[PATCH] D80754: AMDGPU/GlobalISel: cmp/select method for insert element

Wed Jun 3 18:13:02 PDT 2020

arsenm added inline comments.

================
Comment at: llvm/lib/Target/AMDGPU/AMDGPURegisterBankInfo.cpp:1903-1904
+
+  if (getOpcodeDef(TargetOpcode::G_CONSTANT, Idx, MRI))
+    return false;
+
----------------
This can ignore this? If it had a constant index the legalizer would have dealt with it already. It's also not wrong to do the rest for a constant

================
Comment at: llvm/lib/Target/AMDGPU/AMDGPURegisterBankInfo.cpp:1937-1938
+
+  if (CCBank == AMDGPU::VCCRegBank && IdxBank == AMDGPU::SGPRRegBank &&
+      Subtarget.getConstantBusLimit(AMDGPU::V_CMP_EQ_U32_e32) < 2) {
+    // Legalize compare to avoid constant bus restriction.
+-------+
• _Instruction a_: Copy the rows verbatim, beginning at the line that contains "The component shall identify every instance of the long" and continuing through the end of the rows. Leave the pictures out of your answer.

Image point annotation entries
+-------+
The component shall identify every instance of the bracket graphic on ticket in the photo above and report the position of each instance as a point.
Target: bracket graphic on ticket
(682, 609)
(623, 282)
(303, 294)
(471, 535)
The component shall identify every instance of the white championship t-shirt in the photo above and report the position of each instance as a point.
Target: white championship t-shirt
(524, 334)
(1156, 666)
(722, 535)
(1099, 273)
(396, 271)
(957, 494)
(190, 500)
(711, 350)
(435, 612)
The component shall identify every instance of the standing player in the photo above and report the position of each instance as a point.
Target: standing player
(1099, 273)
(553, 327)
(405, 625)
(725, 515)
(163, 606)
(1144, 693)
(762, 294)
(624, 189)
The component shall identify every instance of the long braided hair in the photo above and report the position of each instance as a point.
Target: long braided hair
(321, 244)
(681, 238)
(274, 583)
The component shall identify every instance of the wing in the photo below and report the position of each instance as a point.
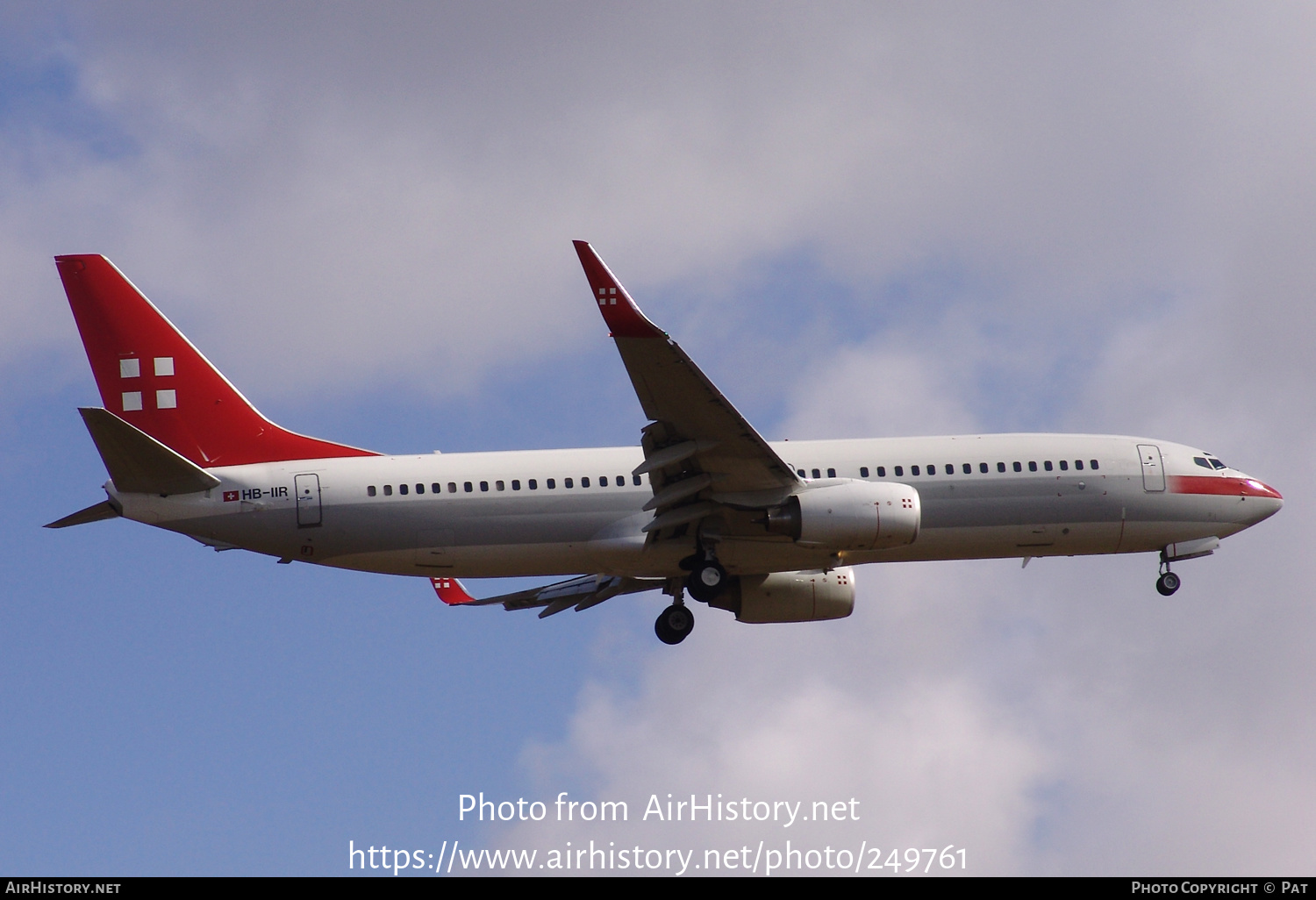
+-------+
• _Instruction b_: In the patch review, why does the reviewer say the check for a G_CONSTANT index can be ignored? Answer in one to three sentences.

• _Exercise solution a_:
The component shall identify every instance of the long braided hair in the photo above and report the position of each instance as a point.
Target: long braided hair
(321, 244)
(681, 238)
(274, 583)
The component shall identify every instance of the wing in the photo below and report the position of each instance as a point.

• _Exercise solution b_: If the index were constant, the legalizer would already have dealt with it. The reviewer adds that doing the rest of the work for a constant index is not wrong either.